[start Supplied data]

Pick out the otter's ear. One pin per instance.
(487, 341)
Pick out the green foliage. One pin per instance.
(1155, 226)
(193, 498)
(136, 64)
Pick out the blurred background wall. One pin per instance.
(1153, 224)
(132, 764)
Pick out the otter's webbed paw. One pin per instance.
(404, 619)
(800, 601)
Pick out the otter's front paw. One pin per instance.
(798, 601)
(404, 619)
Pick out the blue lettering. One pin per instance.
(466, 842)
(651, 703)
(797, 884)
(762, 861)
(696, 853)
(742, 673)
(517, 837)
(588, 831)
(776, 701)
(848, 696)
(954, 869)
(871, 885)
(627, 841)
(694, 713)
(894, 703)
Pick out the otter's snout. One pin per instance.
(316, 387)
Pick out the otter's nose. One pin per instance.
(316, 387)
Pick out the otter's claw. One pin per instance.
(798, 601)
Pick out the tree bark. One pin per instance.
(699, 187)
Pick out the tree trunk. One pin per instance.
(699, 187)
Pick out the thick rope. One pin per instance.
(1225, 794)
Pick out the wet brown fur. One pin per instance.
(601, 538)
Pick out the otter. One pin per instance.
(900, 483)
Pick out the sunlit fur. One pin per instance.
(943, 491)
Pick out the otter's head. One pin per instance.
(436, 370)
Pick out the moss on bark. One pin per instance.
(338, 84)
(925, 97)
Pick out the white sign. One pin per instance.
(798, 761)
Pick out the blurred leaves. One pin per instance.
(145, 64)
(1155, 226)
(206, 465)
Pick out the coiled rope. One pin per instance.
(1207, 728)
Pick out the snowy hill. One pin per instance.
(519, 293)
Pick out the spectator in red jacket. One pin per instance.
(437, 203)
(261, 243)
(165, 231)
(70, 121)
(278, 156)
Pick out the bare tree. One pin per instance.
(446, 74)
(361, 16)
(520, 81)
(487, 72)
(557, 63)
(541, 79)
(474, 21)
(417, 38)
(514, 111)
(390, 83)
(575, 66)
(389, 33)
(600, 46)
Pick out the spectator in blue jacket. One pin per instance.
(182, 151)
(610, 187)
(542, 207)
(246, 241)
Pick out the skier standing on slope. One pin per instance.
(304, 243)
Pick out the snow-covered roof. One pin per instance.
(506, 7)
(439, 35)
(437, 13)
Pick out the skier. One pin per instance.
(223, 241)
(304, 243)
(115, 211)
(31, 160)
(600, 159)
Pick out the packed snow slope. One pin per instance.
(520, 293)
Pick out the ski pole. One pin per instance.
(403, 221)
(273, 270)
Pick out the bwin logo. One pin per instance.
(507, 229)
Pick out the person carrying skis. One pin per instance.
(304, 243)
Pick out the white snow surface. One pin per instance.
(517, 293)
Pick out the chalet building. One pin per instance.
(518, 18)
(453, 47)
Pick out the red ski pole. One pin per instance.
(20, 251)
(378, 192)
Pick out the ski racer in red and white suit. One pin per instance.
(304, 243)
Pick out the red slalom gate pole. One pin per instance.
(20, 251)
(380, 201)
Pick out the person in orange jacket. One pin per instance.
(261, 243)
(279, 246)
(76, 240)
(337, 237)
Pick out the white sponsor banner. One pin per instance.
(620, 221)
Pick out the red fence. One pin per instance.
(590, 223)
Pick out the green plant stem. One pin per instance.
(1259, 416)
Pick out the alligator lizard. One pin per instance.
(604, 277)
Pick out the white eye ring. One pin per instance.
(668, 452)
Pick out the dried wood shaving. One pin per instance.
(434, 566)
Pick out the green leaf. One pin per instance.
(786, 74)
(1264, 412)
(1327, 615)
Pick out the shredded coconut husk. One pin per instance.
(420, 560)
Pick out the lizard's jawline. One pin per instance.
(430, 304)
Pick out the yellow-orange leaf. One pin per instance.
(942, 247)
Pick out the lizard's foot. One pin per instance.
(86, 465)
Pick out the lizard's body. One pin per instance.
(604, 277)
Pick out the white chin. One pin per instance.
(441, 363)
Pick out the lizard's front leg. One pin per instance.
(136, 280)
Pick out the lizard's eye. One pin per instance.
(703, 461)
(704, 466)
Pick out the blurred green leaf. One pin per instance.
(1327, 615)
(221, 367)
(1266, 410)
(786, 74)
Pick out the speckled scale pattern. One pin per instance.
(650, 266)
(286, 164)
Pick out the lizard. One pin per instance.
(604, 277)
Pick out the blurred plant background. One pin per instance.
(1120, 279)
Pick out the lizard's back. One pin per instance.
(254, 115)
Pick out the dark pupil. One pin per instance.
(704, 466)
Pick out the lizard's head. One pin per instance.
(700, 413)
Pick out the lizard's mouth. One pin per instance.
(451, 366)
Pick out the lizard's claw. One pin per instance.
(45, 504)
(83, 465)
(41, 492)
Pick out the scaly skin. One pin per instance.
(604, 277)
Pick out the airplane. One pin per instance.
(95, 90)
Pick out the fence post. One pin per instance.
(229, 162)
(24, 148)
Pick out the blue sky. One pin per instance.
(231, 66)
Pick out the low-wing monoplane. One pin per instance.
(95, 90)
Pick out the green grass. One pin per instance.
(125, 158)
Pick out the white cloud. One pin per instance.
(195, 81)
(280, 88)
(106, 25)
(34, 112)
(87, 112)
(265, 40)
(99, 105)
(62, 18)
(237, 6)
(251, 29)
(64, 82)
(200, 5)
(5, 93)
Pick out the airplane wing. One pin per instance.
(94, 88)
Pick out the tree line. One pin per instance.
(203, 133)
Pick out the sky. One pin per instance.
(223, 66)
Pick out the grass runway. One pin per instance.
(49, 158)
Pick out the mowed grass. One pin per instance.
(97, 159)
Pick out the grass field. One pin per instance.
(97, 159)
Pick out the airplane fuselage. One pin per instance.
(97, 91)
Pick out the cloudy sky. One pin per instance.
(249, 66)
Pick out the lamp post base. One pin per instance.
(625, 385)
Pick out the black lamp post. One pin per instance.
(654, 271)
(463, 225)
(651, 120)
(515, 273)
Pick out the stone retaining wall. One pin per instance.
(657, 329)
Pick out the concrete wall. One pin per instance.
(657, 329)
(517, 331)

[end Supplied data]

The problem: Rewrite the material above, changing every instance of "Pick out" to "Mark" and leaving all other text the same.

Task result:
Mark the otter's ear. One pin per instance.
(487, 341)
Mark the green foliage. One pin per instance.
(1155, 226)
(193, 498)
(136, 64)
Mark the blurred background wall. One pin per instance.
(1153, 224)
(132, 764)
Mark the otter's webbed paw. One pin per instance.
(404, 619)
(800, 601)
Mark the otter's front paw. One pin per instance.
(798, 601)
(404, 619)
Mark the blue lettering. One pin per instance.
(466, 842)
(651, 703)
(797, 884)
(762, 861)
(696, 853)
(742, 673)
(517, 837)
(588, 831)
(776, 701)
(848, 696)
(954, 869)
(871, 885)
(627, 841)
(694, 713)
(894, 703)
Mark the otter's snout. One pin per instance.
(316, 387)
Mark the otter's nose. One pin per instance.
(316, 387)
Mark the otter's claw. One pin per instance.
(798, 601)
Mark the tree bark. One pin per instance.
(699, 187)
Mark the tree trunk. One pin per instance.
(699, 187)
Mark the thick rope. One pin per instance.
(1225, 794)
Mark the wet brown fur. One pin per instance.
(601, 538)
Mark the otter. One pin per instance.
(900, 483)
Mark the sunlit fur. One pin per instance.
(943, 491)
Mark the otter's head. One pin per instance.
(436, 370)
Mark the moss on bark. One pin per instance.
(338, 84)
(925, 97)
Mark the white sign. One pin per instance.
(798, 761)
Mark the blurred leaves. One pin per instance.
(145, 64)
(1155, 226)
(206, 465)
Mark the coiled rope. One pin per instance.
(1207, 728)
Mark the snowy hill. One pin per instance.
(519, 293)
Mark the spectator in red jacket. One pin per instance.
(437, 203)
(261, 243)
(165, 231)
(70, 121)
(278, 156)
Mark the bare tree. One pin per instance.
(446, 74)
(361, 16)
(520, 81)
(487, 72)
(557, 63)
(541, 79)
(474, 21)
(417, 38)
(514, 111)
(390, 83)
(575, 66)
(389, 33)
(600, 46)
Mark the spectator in blue jacket. One pin per instance.
(182, 151)
(610, 187)
(542, 207)
(246, 241)
Mark the skier standing on slope. One pin per instance.
(304, 243)
Mark the snow-covered roof. One pin per instance.
(506, 7)
(439, 35)
(437, 13)
Mark the skier. One pin per instance.
(223, 241)
(304, 243)
(115, 211)
(31, 160)
(600, 159)
Mark the packed snow slope. One pin per instance.
(520, 293)
Mark the ski pole. One pin per instance.
(403, 221)
(273, 270)
Mark the bwin logo. One pin per instance.
(507, 229)
Mark the person carrying skis. One pin per instance.
(304, 243)
Mark the white snow surface. One pin per instance.
(517, 293)
Mark the chalet building. One pin per instance.
(518, 18)
(453, 47)
Mark the red ski pole. One pin per instance.
(20, 251)
(378, 192)
Mark the ski racer in red and white suit. One pin per instance.
(304, 243)
Mark the red slalom gate pole. One pin per instance.
(20, 251)
(380, 201)
Mark the person in orange jacket. One pin per instance.
(261, 243)
(279, 246)
(76, 240)
(337, 237)
Mark the white sponsor banner. One pin per instance.
(620, 221)
Mark the red fence. One pin per instance.
(590, 223)
Mark the green plant stem. One pin per instance.
(1259, 416)
Mark the alligator lizard. One pin per instance.
(604, 277)
Mark the white eye ring. One pin per instance.
(668, 452)
Mark the dried wood shaving. One pin per instance.
(434, 566)
Mark the green leaf. One pin per instance.
(786, 74)
(1264, 412)
(1327, 615)
Mark the shredded coconut husk. One pin per instance.
(420, 560)
Mark the lizard's jawline. One pin per instance.
(430, 304)
Mark the yellow-orange leaf. One pin per instance.
(942, 247)
Mark the lizard's foot. One pin per instance.
(86, 465)
Mark the lizard's body. One pin per instance.
(604, 277)
Mark the white chin. One pin per instance.
(441, 363)
Mark the lizard's front leg. One pin per instance.
(136, 280)
Mark the lizard's eye. One pin per instance.
(703, 461)
(704, 466)
Mark the blurred green leaf. One pin per instance.
(1327, 615)
(221, 367)
(1266, 410)
(786, 74)
Mark the speckled scale pattern. One pin per instance.
(650, 266)
(286, 164)
Mark the lizard. One pin per instance.
(604, 277)
Mark the blurred plant background. One pin per instance.
(1120, 279)
Mark the lizard's back. One pin per instance.
(254, 115)
Mark the dark pupil. One pin per instance.
(704, 466)
Mark the lizard's head. One pin per instance.
(700, 413)
Mark the lizard's mouth. One pin per instance.
(451, 366)
Mark the lizard's claw. One pin per instance.
(45, 504)
(83, 465)
(41, 492)
Mark the scaly skin. One pin per instance.
(604, 277)
Mark the airplane. One pin per instance.
(95, 90)
Mark the fence post. One pin per instance.
(229, 162)
(24, 148)
Mark the blue sky. One pin per instance.
(231, 66)
Mark the low-wing monoplane. One pin per instance.
(95, 90)
Mark the green grass. One pin per instance.
(125, 158)
Mark the white cloud. One pin per instance.
(195, 81)
(280, 88)
(106, 25)
(34, 112)
(87, 112)
(265, 40)
(99, 105)
(62, 18)
(237, 6)
(251, 29)
(64, 82)
(200, 5)
(5, 93)
Mark the airplane wing. One pin per instance.
(94, 88)
Mark the tree line. One pin per instance.
(203, 133)
Mark the sky. One pin per instance.
(223, 66)
Mark the grass runway. One pin per instance.
(49, 158)
Mark the mowed grass. One pin per instance.
(97, 159)
Mark the grass field. One pin per instance.
(97, 159)
Mark the airplane fuselage. One pin per instance.
(97, 91)
Mark the cloudy sky. One pin per instance.
(249, 66)
Mark the lamp post base. One pin per instance.
(625, 385)
Mark the black lamp post. One pin per instance.
(654, 271)
(463, 225)
(651, 120)
(515, 273)
Mark the stone retaining wall. One pin per instance.
(657, 329)
Mark the concrete wall. One pin per instance.
(657, 329)
(517, 331)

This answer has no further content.